§ Elenco attività:
1. Secondo il brano, quale atto prevede la categoria degli alunni definiti con Bisogni Educativi Speciali?
2. Per favore, riscrivi il tratto del brano da "Quanto spazio viene" fino a "27 dicembre 2012.", cambiando "etichette" in "sigle".

§ Brano fornito:
########

Quanto spazio viene lasciato nelle aule alla relazione e all’incontro, oltre le dicotomie Noi-l’Altro/gli Altri, Uguali/Diversi? Su queste dicotomie agiscono i processi di categorizzazione e generalizzazione che generano stereotipi e pregiudizi. La scuola non è esente da forme di categorizzazione, se da una parte sono diffuse etichette (H, BES, DSA, ADHD, DOP …), dall’altra vengono adottate pratiche di assimilazione e normalizzazione verso coloro che si discostano dal modello della normodotazione o della neurotipicità. Prevaricano le prospettive diagnostico-medicalistiche riscontrabili nelle risposte compensative e dispensative per normalizzare coloro i quali si trovano nella categoria dello “svantaggio scolastico”, cioè gli alunni definiti con Bisogni Educativi Speciali, secondo quanto previsto dalla Dir. ministeriale del 27 dicembre 2012.

########

§ Materiale dati:
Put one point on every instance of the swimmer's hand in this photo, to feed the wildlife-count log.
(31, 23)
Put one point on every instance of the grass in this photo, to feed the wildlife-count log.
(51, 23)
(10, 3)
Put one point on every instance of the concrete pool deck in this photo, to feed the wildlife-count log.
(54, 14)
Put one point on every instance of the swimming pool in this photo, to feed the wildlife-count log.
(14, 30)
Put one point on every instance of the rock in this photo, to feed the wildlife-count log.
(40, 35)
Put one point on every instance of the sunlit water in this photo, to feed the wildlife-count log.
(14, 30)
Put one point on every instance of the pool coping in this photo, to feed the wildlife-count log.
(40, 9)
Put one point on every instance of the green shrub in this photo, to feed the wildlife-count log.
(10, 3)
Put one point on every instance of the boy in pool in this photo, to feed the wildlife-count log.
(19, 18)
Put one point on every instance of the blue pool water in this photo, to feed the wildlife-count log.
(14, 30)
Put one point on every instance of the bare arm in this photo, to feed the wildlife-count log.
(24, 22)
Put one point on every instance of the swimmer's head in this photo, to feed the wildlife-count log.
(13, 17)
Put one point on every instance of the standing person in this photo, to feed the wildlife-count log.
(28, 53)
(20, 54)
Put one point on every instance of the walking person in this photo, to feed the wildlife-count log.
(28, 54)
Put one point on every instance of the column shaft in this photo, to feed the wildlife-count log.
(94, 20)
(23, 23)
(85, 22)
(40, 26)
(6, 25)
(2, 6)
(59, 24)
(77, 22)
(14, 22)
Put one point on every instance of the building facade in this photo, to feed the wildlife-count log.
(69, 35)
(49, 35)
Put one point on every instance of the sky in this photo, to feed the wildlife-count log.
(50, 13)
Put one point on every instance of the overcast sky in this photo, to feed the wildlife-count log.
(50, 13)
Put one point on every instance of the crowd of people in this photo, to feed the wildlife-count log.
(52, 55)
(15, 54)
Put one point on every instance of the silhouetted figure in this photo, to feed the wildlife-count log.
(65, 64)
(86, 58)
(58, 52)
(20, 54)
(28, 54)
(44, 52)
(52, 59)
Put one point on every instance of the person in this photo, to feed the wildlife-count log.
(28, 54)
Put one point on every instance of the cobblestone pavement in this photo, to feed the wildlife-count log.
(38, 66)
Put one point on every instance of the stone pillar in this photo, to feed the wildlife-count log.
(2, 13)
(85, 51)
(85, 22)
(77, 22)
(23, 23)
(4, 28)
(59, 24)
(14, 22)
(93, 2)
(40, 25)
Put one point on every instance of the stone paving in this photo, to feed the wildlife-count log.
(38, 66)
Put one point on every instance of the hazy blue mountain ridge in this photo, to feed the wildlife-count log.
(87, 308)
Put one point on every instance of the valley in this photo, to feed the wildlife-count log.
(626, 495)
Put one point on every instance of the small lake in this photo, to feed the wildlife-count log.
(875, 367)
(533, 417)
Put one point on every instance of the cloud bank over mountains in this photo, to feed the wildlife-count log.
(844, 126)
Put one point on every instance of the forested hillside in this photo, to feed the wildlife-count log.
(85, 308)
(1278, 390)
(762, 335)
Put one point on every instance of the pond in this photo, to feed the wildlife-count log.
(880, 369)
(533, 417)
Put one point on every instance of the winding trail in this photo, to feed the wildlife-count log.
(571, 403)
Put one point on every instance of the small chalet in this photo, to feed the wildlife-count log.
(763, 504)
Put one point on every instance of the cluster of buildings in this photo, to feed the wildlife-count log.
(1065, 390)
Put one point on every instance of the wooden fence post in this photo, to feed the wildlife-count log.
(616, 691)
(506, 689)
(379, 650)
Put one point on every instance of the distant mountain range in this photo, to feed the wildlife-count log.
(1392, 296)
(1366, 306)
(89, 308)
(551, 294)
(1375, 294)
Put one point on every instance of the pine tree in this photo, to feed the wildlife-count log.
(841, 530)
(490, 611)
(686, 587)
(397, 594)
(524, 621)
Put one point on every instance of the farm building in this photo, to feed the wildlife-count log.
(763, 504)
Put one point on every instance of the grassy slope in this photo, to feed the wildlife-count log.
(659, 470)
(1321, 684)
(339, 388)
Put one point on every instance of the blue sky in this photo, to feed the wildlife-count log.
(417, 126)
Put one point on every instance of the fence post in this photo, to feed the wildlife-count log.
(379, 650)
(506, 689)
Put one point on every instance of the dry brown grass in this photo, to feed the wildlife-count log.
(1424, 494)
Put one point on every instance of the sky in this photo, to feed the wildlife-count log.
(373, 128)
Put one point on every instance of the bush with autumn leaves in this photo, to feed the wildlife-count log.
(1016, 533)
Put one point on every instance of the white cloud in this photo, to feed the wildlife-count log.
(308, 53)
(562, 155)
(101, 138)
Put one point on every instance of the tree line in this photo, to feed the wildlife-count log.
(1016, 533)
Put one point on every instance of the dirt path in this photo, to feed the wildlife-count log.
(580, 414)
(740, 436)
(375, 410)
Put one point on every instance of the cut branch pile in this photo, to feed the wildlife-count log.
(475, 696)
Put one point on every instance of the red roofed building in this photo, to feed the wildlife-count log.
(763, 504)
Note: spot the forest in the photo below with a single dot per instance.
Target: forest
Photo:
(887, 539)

########

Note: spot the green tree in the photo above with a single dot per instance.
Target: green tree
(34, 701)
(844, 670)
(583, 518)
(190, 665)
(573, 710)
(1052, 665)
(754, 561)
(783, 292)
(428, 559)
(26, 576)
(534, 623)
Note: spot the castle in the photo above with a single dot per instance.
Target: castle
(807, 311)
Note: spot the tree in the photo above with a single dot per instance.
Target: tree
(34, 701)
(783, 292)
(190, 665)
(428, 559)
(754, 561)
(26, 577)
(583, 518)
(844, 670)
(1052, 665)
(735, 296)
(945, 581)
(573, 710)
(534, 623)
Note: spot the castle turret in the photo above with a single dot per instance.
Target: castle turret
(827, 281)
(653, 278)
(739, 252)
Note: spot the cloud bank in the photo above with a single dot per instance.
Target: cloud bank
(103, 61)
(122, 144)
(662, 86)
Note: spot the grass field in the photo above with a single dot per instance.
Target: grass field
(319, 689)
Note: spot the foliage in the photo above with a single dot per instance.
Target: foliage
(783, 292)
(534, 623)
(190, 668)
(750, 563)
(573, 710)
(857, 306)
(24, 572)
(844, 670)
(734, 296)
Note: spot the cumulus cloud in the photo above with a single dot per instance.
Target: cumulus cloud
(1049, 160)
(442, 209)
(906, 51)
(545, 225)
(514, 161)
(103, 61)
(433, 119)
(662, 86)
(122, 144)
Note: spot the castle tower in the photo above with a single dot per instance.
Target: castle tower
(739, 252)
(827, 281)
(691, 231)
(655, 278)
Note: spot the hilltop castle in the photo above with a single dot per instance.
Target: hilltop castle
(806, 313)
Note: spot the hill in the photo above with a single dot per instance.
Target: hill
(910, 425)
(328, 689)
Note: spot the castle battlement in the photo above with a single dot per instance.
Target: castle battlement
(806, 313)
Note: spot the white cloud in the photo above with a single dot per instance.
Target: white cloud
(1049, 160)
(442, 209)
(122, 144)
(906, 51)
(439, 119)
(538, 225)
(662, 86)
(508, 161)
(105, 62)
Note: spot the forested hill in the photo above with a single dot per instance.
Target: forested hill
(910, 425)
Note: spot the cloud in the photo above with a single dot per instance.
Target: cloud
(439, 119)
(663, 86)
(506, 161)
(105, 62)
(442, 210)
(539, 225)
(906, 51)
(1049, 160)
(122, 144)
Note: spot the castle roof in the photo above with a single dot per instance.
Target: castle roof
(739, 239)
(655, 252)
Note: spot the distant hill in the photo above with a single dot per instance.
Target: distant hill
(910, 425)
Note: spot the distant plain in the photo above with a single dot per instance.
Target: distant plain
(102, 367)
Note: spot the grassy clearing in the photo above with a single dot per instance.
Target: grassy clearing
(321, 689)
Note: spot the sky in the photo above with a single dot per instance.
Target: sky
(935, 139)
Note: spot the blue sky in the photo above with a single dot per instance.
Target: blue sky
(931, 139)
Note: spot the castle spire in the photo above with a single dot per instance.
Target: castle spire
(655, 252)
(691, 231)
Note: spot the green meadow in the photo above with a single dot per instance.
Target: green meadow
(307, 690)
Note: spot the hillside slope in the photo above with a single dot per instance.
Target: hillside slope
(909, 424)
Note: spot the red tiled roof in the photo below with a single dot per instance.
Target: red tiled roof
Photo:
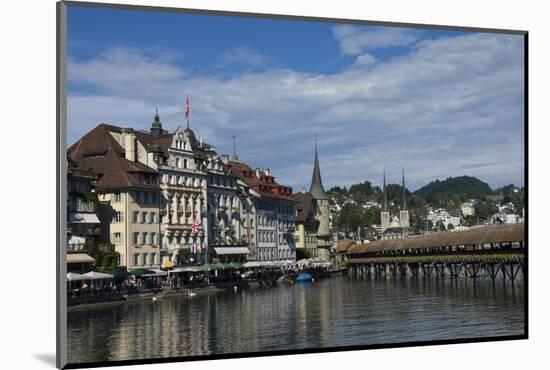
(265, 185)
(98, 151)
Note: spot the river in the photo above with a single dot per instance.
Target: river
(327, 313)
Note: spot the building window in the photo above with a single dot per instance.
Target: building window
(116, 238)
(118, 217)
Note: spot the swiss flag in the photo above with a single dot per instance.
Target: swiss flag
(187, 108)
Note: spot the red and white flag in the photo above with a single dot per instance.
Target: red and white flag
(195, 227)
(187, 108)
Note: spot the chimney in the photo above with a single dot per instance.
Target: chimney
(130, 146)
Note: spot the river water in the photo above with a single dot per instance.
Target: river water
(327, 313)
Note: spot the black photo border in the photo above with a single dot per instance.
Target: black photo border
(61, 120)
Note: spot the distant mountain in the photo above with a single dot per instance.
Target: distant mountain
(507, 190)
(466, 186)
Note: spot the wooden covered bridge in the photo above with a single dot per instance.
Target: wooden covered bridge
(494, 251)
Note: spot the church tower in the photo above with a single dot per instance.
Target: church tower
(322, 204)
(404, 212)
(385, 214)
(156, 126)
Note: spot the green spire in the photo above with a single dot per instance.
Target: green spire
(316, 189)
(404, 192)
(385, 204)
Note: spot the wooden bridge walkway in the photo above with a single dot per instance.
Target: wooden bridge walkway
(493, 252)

########

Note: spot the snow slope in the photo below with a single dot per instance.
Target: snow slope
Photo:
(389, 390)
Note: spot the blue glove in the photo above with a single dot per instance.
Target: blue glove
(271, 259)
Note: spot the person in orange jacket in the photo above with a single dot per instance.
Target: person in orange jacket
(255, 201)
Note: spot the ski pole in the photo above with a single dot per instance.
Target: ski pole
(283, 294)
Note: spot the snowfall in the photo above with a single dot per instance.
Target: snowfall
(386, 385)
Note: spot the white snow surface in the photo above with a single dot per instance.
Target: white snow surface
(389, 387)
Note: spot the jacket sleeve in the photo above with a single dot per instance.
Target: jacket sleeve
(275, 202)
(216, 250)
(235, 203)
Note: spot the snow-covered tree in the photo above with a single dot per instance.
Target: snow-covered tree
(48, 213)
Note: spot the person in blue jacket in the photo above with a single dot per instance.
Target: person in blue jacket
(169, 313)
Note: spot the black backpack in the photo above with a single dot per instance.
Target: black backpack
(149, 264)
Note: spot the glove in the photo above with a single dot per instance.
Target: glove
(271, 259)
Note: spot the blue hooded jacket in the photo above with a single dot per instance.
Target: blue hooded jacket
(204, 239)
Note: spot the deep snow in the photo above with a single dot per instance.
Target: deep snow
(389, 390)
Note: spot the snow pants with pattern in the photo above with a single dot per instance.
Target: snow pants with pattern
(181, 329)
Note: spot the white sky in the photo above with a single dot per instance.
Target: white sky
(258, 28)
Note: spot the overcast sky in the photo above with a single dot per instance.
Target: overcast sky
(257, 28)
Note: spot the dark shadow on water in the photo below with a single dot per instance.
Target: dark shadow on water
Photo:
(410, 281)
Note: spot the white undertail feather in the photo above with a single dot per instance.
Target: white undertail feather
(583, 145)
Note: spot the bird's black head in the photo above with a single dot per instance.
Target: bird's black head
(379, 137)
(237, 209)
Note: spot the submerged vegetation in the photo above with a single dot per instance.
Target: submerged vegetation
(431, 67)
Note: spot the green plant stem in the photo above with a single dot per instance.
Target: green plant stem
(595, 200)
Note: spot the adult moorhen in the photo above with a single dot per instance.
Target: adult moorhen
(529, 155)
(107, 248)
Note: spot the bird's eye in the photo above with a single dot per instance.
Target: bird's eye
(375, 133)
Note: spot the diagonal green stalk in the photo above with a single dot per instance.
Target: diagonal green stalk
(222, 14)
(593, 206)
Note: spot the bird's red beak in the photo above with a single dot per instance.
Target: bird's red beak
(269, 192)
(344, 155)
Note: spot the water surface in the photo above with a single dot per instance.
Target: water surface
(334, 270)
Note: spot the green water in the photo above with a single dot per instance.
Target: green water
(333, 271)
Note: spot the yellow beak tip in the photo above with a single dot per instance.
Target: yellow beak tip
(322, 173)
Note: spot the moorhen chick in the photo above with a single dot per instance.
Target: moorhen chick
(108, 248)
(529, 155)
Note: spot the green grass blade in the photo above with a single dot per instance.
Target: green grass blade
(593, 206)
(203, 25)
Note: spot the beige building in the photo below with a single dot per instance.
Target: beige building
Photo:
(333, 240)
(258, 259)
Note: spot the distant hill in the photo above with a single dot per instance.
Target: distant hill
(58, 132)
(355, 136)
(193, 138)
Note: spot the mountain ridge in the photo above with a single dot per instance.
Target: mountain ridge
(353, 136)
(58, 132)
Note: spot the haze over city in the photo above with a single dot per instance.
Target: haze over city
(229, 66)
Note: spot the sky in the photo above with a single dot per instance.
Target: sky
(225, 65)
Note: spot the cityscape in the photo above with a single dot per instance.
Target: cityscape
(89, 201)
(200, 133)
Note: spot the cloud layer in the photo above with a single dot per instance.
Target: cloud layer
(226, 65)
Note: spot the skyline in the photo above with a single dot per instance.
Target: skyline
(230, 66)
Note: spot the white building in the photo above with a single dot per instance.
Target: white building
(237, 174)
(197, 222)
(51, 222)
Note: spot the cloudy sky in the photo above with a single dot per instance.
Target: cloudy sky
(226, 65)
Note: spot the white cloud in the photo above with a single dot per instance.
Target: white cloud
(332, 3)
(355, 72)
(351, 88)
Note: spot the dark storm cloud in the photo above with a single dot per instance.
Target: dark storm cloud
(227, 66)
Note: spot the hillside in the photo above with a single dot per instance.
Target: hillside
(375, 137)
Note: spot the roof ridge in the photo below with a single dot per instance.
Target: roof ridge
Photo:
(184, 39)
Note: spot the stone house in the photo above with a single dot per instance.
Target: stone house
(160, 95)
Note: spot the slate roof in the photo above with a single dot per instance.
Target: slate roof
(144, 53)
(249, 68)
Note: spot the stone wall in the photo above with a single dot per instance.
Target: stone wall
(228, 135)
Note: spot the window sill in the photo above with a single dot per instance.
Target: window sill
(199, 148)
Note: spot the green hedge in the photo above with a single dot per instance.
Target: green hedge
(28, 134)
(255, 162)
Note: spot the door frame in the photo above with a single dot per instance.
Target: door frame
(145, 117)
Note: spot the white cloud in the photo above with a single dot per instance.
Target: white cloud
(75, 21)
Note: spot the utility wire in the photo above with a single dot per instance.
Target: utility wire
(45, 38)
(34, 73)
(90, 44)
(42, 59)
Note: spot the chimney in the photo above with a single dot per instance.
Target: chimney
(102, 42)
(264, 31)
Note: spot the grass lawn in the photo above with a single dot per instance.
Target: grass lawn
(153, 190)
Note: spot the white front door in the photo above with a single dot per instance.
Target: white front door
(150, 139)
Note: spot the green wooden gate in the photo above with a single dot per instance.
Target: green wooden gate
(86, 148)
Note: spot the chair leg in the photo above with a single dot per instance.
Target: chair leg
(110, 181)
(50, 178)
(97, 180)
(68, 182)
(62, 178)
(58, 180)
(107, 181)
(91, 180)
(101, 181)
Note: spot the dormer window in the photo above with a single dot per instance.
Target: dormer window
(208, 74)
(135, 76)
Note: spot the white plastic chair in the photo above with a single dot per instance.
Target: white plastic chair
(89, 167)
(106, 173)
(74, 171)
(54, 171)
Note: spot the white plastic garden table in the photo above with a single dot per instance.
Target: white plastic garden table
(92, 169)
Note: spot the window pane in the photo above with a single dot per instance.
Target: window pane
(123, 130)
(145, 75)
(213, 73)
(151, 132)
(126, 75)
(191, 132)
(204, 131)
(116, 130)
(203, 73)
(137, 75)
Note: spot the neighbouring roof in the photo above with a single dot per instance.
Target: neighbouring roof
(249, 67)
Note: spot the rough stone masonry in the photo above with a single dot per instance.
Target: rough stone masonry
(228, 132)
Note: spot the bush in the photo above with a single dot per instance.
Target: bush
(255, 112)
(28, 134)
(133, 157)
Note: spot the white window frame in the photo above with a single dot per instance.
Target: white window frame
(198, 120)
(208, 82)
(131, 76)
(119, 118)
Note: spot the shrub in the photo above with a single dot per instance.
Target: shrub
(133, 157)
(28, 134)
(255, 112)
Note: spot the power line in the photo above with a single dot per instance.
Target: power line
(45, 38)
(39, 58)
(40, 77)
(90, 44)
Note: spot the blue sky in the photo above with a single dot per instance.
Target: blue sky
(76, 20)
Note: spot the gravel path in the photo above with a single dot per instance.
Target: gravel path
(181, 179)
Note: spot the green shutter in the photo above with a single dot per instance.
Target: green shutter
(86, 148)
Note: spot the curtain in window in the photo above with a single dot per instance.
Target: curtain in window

########

§ Soluzioni:
1. La Direttiva ministeriale del 27 dicembre 2012.

2.
Quanto spazio viene lasciato nelle aule alla relazione e all’incontro, oltre le dicotomie Noi-l’Altro/gli Altri, Uguali/Diversi? Su queste dicotomie agiscono i processi di categorizzazione e generalizzazione che generano stereotipi e pregiudizi. La scuola non è esente da forme di categorizzazione, se da una parte sono diffuse sigle (H, BES, DSA, ADHD, DOP …), dall’altra vengono adottate pratiche di assimilazione e normalizzazione verso coloro che si discostano dal modello della normodotazione o della neurotipicità. Prevaricano le prospettive diagnostico-medicalistiche riscontrabili nelle risposte compensative e dispensative per normalizzare coloro i quali si trovano nella categoria dello “svantaggio scolastico”, cioè gli alunni definiti con Bisogni Educativi Speciali, secondo quanto previsto dalla Dir. ministeriale del 27 dicembre 2012.